- [TASKS TO COMPLETE]:
#1 Answer the following questions about the excerpt on cyclin D1 degradation, marking each answer with the same letter:
(a) How many deubiquitinating enzymes were included in the in vitro screen?
(b) Which phosphatase is named as the human ortholog of Sit4?
(c) Which yeast G1 cyclins correspond to mammalian cyclin D1?
#2 List every cell line named in the excerpt on cyclin D1 degradation.
#3 Rewrite the part of the excerpt on cyclin D1 degradation that begins at the words "There is evidence" and stops after "arresting tumor growth.", substituting "USP7" for each occurrence of "USP2".

- [EXCERPT]:
== Segment start ==
There is evidence that defects in cyclin D1 degradation might account for the cyclin D1 protein accumulation found in cancers. An in vitro
screen of 76 deubiquitinating enzymes showed that one particular enzyme, USP2, reacted with monoubiquitinated cyclin D1. Over expression of USP2 in 293 cells stabilized cyclin D1 protein levels by preventing ubiquitin-mediated proteasomal degradation. Knockdown of USP2 in HCT116 colorectal cancer, MCF-7 breast cancer, and PC-3 prostate cancer cells destabilized cyclin D1 and reduced cell proliferation [11
]. These results offer hope that approaches to control cyclin D1 protein levels by interfering with the degradation pathway might be effective in arresting tumor growth.
Phosphorylation of cyclin D1 induces its proteasomal degradation, therefore protein phosphatases have a putative role in dephosphorylation cyclin D1 to prevent its degradation. To date there is little information about the identity of the protein phosphatase responsible for dephosphorylation of cyclin D1. In yeast, levels of the G1
cyclins (CLN1, CLN2, and HCS26) that correspond to mammalian cyclin D1 are regulated in part by the Ser/Thr phosphatase Sit4 [12
]. In PC-3 human prostate cancer cells expression of a fusion protein of GFP with the non-catalytic N-terminus of the phosphatase PP6 (the human ortholog of Sit4) caused a G1
cell cycle arrest with a corresponding reduction in cyclin D1 levels [13
]. This response was not mimicked by expression of a PP2A N-terminal/GFP fusion protein. These results suggested a specific role for PP6 in regulation of cyclin D1 levels, whether by direct dephosphorylation or another mechanism is unknown.
== Segment end ==
- [EXTRACTED DATA]:
== Segment start ==
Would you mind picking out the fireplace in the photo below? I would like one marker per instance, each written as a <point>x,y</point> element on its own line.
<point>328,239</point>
== Segment end ==
== Segment start ==
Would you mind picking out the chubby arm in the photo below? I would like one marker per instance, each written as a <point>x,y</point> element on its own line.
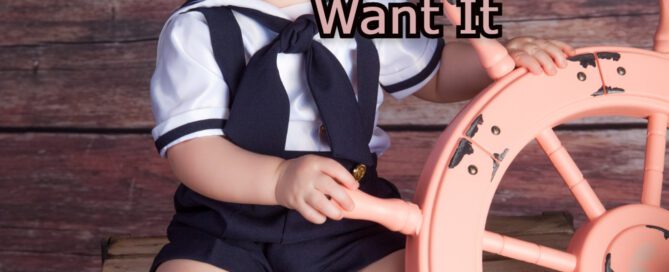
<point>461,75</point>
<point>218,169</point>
== Segment end ==
- [ANSWERS FOR THE EXERCISE]:
#1
(a) 76
(b) PP6
(c) CLN1, CLN2, and HCS26

#2 293, HCT116, MCF-7, PC-3

#3
There is evidence that defects in cyclin D1 degradation might account for the cyclin D1 protein accumulation found in cancers. An in vitro
screen of 76 deubiquitinating enzymes showed that one particular enzyme, USP7, reacted with monoubiquitinated cyclin D1. Over expression of USP7 in 293 cells stabilized cyclin D1 protein levels by preventing ubiquitin-mediated proteasomal degradation. Knockdown of USP7 in HCT116 colorectal cancer, MCF-7 breast cancer, and PC-3 prostate cancer cells destabilized cyclin D1 and reduced cell proliferation [11
]. These results offer hope that approaches to control cyclin D1 protein levels by interfering with the degradation pathway might be effective in arresting tumor growth.